### Tarefa a realizar
Informe, copiando-as por inteiro, todas as linhas dos registros que contêm a palavra "golden". Maiúsculas e minúsculas fazem diferença.

### Trechos dos registros
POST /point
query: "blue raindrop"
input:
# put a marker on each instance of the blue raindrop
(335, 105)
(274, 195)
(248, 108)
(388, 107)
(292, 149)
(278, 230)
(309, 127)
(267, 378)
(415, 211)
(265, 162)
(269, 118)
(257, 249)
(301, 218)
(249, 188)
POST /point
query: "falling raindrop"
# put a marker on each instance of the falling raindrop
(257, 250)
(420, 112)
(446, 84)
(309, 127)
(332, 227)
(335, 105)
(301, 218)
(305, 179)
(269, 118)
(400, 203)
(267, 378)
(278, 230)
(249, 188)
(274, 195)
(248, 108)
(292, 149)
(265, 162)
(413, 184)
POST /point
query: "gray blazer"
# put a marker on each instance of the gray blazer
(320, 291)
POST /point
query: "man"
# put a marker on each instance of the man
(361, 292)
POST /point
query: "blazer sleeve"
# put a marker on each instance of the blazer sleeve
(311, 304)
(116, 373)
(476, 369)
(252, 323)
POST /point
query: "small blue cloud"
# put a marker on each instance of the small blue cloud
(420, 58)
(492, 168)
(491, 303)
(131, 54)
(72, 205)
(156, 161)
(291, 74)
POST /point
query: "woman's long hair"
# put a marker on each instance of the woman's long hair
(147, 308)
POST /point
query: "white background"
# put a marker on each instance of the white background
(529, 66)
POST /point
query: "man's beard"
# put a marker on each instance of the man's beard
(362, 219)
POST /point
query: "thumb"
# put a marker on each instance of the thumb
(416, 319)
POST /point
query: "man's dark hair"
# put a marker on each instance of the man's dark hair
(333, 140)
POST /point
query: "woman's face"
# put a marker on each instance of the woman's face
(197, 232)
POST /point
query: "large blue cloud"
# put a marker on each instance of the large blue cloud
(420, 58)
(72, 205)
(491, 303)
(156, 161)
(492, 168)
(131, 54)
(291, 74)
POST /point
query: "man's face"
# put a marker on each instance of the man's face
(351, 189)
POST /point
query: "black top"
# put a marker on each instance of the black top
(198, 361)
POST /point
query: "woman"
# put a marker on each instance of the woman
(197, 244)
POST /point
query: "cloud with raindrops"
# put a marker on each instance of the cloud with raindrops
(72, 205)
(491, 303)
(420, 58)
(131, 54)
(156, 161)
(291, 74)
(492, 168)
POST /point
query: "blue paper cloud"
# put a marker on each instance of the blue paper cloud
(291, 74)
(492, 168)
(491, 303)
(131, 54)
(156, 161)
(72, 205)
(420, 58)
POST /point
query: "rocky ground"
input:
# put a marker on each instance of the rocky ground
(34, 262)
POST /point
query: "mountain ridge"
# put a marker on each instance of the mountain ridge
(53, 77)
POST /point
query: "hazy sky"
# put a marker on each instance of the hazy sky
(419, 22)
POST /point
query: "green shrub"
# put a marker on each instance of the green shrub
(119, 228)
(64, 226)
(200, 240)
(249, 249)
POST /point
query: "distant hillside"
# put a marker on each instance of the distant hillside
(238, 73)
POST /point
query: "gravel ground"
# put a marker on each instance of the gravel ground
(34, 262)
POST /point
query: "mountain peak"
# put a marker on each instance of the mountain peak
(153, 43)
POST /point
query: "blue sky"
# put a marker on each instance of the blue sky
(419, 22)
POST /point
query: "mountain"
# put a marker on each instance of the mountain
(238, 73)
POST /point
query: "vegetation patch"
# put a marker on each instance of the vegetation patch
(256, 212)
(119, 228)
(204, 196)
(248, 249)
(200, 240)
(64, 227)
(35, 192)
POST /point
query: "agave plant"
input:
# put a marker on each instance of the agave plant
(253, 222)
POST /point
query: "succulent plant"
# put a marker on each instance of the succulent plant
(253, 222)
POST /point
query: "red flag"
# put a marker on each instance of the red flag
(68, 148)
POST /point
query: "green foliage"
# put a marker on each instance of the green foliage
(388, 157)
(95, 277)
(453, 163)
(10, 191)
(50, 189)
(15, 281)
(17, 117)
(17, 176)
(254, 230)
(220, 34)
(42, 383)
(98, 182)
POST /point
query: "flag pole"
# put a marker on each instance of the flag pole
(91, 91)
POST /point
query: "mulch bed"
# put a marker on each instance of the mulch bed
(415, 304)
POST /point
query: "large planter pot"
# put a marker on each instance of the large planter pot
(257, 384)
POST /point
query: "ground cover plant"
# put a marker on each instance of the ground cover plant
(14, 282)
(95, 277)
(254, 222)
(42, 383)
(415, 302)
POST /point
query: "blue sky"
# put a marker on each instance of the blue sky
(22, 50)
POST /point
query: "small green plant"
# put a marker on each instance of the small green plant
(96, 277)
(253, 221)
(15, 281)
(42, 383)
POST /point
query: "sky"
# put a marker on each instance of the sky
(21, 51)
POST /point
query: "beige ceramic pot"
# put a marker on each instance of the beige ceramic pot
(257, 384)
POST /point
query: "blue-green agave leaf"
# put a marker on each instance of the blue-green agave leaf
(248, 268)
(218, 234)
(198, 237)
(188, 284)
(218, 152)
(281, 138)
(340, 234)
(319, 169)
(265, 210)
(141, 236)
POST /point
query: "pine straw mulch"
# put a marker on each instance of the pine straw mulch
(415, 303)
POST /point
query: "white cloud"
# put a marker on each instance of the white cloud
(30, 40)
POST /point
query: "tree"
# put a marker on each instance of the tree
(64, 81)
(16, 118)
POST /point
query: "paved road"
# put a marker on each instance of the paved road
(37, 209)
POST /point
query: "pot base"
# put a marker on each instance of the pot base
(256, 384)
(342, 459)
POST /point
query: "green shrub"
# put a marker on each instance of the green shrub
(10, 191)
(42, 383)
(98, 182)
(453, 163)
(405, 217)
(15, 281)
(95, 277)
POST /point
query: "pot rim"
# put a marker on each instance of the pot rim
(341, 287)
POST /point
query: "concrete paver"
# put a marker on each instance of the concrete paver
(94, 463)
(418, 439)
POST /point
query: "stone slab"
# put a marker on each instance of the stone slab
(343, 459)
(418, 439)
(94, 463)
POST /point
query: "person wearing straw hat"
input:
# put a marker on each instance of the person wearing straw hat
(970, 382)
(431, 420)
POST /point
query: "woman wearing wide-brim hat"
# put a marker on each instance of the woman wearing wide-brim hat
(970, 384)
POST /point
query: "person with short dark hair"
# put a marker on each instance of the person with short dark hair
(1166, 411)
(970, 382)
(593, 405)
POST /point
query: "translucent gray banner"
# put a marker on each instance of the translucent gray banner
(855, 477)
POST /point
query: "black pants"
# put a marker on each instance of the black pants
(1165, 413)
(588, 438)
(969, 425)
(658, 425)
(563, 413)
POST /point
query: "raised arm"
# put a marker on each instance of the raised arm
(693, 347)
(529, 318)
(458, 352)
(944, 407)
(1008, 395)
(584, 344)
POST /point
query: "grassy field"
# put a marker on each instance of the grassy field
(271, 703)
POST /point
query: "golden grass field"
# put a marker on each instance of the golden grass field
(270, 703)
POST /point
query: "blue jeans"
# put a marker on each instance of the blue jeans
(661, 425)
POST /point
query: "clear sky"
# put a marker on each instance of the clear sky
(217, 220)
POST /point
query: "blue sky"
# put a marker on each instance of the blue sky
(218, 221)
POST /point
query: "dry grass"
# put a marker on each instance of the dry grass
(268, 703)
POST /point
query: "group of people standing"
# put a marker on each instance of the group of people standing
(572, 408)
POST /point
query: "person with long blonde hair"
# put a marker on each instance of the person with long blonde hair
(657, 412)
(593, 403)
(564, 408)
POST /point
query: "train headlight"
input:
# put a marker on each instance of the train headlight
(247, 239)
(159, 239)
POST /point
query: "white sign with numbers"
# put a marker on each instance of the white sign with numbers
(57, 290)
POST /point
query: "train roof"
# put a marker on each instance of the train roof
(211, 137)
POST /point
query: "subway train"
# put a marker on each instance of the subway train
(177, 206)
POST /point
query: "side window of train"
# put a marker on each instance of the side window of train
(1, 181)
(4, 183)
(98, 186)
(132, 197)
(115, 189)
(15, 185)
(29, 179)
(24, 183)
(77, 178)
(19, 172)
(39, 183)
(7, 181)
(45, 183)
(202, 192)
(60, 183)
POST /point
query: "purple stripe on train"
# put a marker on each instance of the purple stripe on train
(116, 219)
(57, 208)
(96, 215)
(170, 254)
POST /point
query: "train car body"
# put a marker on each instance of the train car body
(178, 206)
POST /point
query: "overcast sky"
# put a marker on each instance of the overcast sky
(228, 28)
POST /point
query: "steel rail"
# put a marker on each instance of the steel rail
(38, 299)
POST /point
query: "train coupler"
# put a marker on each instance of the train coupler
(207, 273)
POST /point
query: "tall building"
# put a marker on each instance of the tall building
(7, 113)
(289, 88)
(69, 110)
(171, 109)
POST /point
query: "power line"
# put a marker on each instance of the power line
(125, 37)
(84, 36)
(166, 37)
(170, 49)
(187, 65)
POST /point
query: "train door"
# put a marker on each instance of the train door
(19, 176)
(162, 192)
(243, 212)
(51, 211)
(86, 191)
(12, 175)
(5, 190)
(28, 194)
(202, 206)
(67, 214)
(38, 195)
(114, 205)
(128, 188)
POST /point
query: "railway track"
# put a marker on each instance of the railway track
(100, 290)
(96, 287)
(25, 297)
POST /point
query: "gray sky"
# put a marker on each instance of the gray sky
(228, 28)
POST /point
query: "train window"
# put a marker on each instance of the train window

### Resultado do exercício
query: "golden grass field"
# put a marker on each instance of the golden grass field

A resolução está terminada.